What to produce. Continue the essay on nostalgia and old-school sports below, starting right after its last sentence.

Text segment.
****************

May 7, 2009 · 4 Comments

By Chris Le

Nothing passes the time quite like nostalgia.

I can stare at my screensaver, a slideshow of all of the pictures on my computer, for hours on end, and I’ll reminisce about the events of each image, smiling all the while. Seventy-five of my top 100 songs–if I were to make such a list–would be ranked, not because of their enjoyable melodies or head-bobbing beats, but because they are inextricably linked to particular moments of my life: the song that softly played during my first kiss, a tune that evokes memories of my first college trip to Vegas, that R&B joint that still to this day serves as a painful reminder of how I let that one girl get away…I can go on for hours with this.

And my longing for fonder times applies to all aspects of my life, especially to the realm of sports. I’m old school through and through. With boxing–the most ancient of all athletic contests–I’m an ardent advocate of 15 rounds, one champ per division, same day weigh-ins and the abolition of the junior/super weight classes.  Call me a sadist, but that is how boxing should be, like it was in the golden age of the sport.

When it comes to football, I’m all for horse-collar tackles and (slightly) late hits on quarterbacks. I say, enough of this protection by referees; it’s a contact sport, and the quarterback should be as much a viable target as any other position. And if it’s legal to drag down a ball carrier by his dreadlocks, then horse-collar tackles should be kosher as well.

****************

Rows.
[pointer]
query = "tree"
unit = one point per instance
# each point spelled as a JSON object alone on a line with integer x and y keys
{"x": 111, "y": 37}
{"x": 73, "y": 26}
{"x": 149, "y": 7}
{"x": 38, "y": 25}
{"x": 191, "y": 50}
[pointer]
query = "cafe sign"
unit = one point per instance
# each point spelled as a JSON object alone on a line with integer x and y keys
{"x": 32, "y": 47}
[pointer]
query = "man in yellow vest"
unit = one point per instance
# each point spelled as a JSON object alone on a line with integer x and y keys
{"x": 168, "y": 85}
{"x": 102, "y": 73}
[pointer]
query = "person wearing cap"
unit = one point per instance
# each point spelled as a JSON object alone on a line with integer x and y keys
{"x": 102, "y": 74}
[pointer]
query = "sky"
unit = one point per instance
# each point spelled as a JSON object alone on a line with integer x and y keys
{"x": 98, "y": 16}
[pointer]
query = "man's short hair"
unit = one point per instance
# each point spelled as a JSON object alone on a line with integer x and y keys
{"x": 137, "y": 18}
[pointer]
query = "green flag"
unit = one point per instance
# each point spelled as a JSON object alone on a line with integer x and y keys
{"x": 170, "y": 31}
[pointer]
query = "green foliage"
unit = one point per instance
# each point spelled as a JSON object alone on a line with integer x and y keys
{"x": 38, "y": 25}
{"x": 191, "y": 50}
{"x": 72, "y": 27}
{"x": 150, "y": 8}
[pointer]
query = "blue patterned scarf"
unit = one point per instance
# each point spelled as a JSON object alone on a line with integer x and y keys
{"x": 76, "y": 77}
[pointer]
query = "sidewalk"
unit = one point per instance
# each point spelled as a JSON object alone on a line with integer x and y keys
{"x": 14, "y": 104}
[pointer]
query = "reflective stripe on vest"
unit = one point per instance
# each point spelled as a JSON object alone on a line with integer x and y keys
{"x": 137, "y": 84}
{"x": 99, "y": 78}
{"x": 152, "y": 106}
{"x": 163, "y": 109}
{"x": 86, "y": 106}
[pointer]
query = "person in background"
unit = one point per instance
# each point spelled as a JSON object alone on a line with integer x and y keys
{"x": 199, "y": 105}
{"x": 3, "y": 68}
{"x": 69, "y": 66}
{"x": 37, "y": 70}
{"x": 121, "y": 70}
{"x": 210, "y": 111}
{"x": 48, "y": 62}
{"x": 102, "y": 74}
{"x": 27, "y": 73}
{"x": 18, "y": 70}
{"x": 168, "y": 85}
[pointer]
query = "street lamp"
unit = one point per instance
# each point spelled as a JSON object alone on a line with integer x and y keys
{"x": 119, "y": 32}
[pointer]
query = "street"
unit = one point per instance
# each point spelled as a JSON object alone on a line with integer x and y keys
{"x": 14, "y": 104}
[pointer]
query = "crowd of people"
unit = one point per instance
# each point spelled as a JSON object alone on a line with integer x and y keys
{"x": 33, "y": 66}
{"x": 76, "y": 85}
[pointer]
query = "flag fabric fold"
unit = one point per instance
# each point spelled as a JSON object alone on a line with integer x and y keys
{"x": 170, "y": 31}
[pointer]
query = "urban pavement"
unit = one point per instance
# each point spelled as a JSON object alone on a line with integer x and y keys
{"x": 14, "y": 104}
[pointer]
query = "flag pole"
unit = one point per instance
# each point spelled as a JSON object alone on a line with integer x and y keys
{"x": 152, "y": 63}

****************

Reply.
And finally, for basketball, I’m an avid supporter of dunks (no thanks to the player formerly known as Lew Alcindor), hand-checking and of course, the good, old-fashioned playoff foul.

That’s why, after one-and-a-quarter rounds of playoff basketball, you see nothing on my face but an ear-to-ear smile. Like Ahmad, these first few games have me thinking of “Back in the Day,” when flagrant twos were run-of-the-mill whistle calls, almost brushed off as a natural consequence of a physical game played by gigantic, brooding men.

Not since the early ’90s have I seen such deliberately physical play.  We got a small taste of it in the ’07 playoffs when Robert Horry sent Steve Nash crashing into the announcers table like a rag doll.  But not much else–until this year.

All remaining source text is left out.